RECORDS FOR PROCESSING:
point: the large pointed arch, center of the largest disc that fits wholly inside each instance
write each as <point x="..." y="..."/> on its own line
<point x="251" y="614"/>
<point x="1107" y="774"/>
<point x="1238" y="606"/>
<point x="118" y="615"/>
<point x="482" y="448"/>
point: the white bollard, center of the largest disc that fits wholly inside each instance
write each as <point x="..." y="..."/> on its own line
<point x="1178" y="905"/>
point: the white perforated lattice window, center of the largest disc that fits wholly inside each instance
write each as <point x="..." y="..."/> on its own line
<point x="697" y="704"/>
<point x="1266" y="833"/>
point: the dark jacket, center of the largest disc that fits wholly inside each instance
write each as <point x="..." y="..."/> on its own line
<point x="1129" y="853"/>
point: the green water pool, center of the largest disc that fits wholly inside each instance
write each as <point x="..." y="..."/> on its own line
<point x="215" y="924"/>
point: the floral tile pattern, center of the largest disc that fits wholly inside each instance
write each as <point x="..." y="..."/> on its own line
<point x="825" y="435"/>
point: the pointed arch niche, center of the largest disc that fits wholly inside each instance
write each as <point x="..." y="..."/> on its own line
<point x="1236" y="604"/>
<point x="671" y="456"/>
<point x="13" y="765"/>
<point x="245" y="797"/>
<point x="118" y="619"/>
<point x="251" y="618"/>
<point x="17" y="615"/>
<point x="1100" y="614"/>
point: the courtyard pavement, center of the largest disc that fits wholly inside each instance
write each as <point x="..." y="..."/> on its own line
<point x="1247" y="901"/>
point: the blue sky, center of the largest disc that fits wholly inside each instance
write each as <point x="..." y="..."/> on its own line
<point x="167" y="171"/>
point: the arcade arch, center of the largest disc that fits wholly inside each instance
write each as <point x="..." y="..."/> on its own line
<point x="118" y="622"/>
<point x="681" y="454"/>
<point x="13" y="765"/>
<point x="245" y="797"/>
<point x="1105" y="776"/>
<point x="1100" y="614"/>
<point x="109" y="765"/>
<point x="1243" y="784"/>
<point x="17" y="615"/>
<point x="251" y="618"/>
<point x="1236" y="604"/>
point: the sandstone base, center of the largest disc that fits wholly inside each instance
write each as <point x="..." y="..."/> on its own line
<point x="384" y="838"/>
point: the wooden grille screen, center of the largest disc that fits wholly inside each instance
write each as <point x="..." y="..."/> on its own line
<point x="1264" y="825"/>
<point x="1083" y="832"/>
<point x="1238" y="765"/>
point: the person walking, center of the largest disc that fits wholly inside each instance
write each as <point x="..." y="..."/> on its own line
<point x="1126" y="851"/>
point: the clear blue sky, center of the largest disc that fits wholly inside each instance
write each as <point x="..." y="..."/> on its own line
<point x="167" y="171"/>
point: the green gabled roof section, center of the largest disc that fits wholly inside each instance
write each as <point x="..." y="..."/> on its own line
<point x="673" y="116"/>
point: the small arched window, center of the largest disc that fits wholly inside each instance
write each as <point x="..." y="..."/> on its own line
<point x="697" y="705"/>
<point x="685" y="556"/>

WRITTEN INSTRUCTION: Word for word, quote all of the data above.

REPLY:
point: the large pointed arch, center of the largest disc that fits wholly inside each instance
write each as <point x="..." y="..."/> on its own line
<point x="251" y="614"/>
<point x="1107" y="774"/>
<point x="1238" y="606"/>
<point x="118" y="615"/>
<point x="482" y="448"/>
point: the white bollard, center of the largest disc that fits wholly inside each instance
write each as <point x="..." y="..."/> on its own line
<point x="1178" y="905"/>
point: the white perforated lattice window, center of the largest disc that fits wholly inside each instance
write each as <point x="..." y="..."/> on its own line
<point x="697" y="704"/>
<point x="1266" y="833"/>
point: the dark jacket, center of the largest disc that fits wholly inside each instance
write each as <point x="..." y="..."/> on its own line
<point x="1129" y="853"/>
point: the green water pool, center of the largest disc that fits wholly inside each instance
write each as <point x="..." y="..."/> on its own line
<point x="215" y="924"/>
point: the floral tile pattern, center of the largest disc that fits wholly inside each instance
write each as <point x="..." y="..."/> on its own line
<point x="825" y="435"/>
point: the pointed arch niche, center of the largest disc that fits wholly inside each instance
write each as <point x="..." y="..."/> on its own line
<point x="1236" y="604"/>
<point x="671" y="456"/>
<point x="13" y="765"/>
<point x="245" y="797"/>
<point x="118" y="619"/>
<point x="251" y="618"/>
<point x="17" y="615"/>
<point x="1100" y="614"/>
point: the courtyard pavement, center of the largest disc that fits wholly inside each instance
write each as <point x="..." y="..."/> on its own line
<point x="1247" y="901"/>
point: the blue sky, center of the largest disc that fits wholly inside each instance
write each as <point x="..." y="..."/> on its own line
<point x="167" y="171"/>
point: the arcade arch, center of the largest disc that fits wholly inside each instance
write each as <point x="..." y="..."/> on its own line
<point x="118" y="622"/>
<point x="681" y="454"/>
<point x="13" y="765"/>
<point x="245" y="797"/>
<point x="1105" y="776"/>
<point x="1100" y="614"/>
<point x="109" y="765"/>
<point x="1243" y="784"/>
<point x="17" y="615"/>
<point x="251" y="618"/>
<point x="1236" y="604"/>
point: the sandstone base, center of the largest disc that fits wholly inside each instance
write each as <point x="..." y="..."/> on its own line
<point x="384" y="838"/>
point: the wooden grille screen, center of the largest disc that fits wholly inside each instance
write each as <point x="..." y="..."/> on its own line
<point x="1264" y="825"/>
<point x="1083" y="832"/>
<point x="1238" y="765"/>
point: the person walking, center of the largest disc that fits wholly inside each instance
write each as <point x="..." y="..."/> on its own line
<point x="1126" y="851"/>
point: the clear blue sky, center of the largest disc that fits wholly inside each instance
write each as <point x="..." y="..."/> on its own line
<point x="167" y="171"/>
point: the green gabled roof section, center of the largest disc that fits wholly inside each instance
write each as <point x="..." y="..."/> on its own line
<point x="673" y="116"/>
point: the small arched window, center of the largest disc that fits wholly inside each instance
write each as <point x="..." y="..."/> on its own line
<point x="697" y="705"/>
<point x="685" y="556"/>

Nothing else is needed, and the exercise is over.